*Page excerpt*.
The Canal and River Trust charity, which owns the site, has submitted the plans to High Peak Borough Council, seeking permission to replace the 1970s-built spillway which was damaged following several days of heavy rain in 2019, with a new overflow structure to the north of the dam which will funnel away excess water when the reservoir is full.
The application includes building a new overflow side channel weir, ‘tumble bay’, spillway channel and stilling basin which links to the existing bypass channel before flowing into the River Goyt in the town’s Memorial Park.
It also includes a proposal to replace the current sailing club facilities, which will be impacted by the new spillway. Plans feature a new clubhouse, boat storage, slipway and car park, located on a site behind the proposed tumble bay.
The repair project is estimated to cost in the region of £12 million - £16 million. Subject to planning permission, work is due to start in spring 2022 and is expected to take about two years to complete, with the reservoir re-opening to the public in summer 2024.
The trust said feedback from two public consultations influenced several design features to reduce the visual impact of the new concrete structures. These include the addition of natural stone cladding to most exterior side walls above ground level and ensuring wall heights are kept as low as possible. Locals also said they wanted to see water constantly flowing down the spillway channel instead of it being predominantly dry and this has been achieved by connecting the top of the tumble bay into the existing reservoir bypass channel.

*Request a*. Translate this sentence from the reservoir spillway article into Spanish: "The repair project is estimated to cost in the region of £12 million - £16 million."

*Data for this task*.
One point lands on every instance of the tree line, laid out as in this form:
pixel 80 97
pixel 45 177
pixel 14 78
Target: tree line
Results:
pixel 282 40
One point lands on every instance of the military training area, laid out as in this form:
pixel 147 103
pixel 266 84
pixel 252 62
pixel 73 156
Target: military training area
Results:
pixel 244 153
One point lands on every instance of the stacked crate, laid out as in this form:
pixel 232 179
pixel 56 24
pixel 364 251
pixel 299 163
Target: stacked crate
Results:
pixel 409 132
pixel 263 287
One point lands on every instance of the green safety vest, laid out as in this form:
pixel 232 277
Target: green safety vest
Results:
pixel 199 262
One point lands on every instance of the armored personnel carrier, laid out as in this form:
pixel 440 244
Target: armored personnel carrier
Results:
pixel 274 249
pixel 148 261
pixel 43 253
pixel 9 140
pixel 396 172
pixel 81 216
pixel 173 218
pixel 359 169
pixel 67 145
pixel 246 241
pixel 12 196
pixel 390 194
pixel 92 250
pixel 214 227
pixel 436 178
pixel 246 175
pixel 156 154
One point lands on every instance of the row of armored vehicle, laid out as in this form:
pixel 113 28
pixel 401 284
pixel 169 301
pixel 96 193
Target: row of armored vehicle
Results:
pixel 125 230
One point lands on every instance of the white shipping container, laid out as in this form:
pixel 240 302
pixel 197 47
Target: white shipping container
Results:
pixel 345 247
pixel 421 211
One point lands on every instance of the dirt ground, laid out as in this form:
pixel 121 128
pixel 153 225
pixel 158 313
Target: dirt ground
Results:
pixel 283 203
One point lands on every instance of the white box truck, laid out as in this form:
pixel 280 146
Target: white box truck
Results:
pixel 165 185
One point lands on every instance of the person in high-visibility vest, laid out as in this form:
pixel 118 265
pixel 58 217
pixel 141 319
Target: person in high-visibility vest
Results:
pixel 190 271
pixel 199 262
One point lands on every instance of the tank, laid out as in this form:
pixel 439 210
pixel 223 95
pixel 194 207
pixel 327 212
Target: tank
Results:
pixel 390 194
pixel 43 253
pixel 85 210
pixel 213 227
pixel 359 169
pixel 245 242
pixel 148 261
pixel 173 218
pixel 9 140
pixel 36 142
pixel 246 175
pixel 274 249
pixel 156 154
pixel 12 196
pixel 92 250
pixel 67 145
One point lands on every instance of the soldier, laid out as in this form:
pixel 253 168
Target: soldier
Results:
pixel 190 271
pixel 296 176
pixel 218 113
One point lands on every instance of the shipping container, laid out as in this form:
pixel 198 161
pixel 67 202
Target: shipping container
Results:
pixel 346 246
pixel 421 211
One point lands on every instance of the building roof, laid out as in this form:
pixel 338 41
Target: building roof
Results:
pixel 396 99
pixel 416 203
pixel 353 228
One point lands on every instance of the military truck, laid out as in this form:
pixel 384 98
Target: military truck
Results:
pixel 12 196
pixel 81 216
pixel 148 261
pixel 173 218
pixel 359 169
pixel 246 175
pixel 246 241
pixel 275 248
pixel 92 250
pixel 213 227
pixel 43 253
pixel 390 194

*Request b*. From the rows, pull out word for word every line from the line with "One point lands on every instance of the armored" up to and including the line with "pixel 283 203".

*Solution a*. Se estima que el proyecto de reparación costará entre 12 y 16 millones de libras, aproximadamente.

*Solution b*.
One point lands on every instance of the armored personnel carrier, laid out as in this form:
pixel 440 244
Target: armored personnel carrier
Results:
pixel 274 249
pixel 148 261
pixel 43 253
pixel 9 140
pixel 396 172
pixel 81 216
pixel 173 218
pixel 359 169
pixel 67 145
pixel 246 241
pixel 12 196
pixel 390 194
pixel 92 250
pixel 214 227
pixel 436 178
pixel 246 175
pixel 156 154
One point lands on every instance of the row of armored vehicle, laid out as in this form:
pixel 113 28
pixel 401 284
pixel 169 301
pixel 96 193
Target: row of armored vehicle
Results:
pixel 125 230
One point lands on every instance of the white shipping container, laid out as in this form:
pixel 240 302
pixel 197 47
Target: white shipping container
Results:
pixel 345 247
pixel 421 211
One point lands on every instance of the dirt ground, laid out as in this form:
pixel 121 128
pixel 153 225
pixel 158 313
Target: dirt ground
Results:
pixel 283 203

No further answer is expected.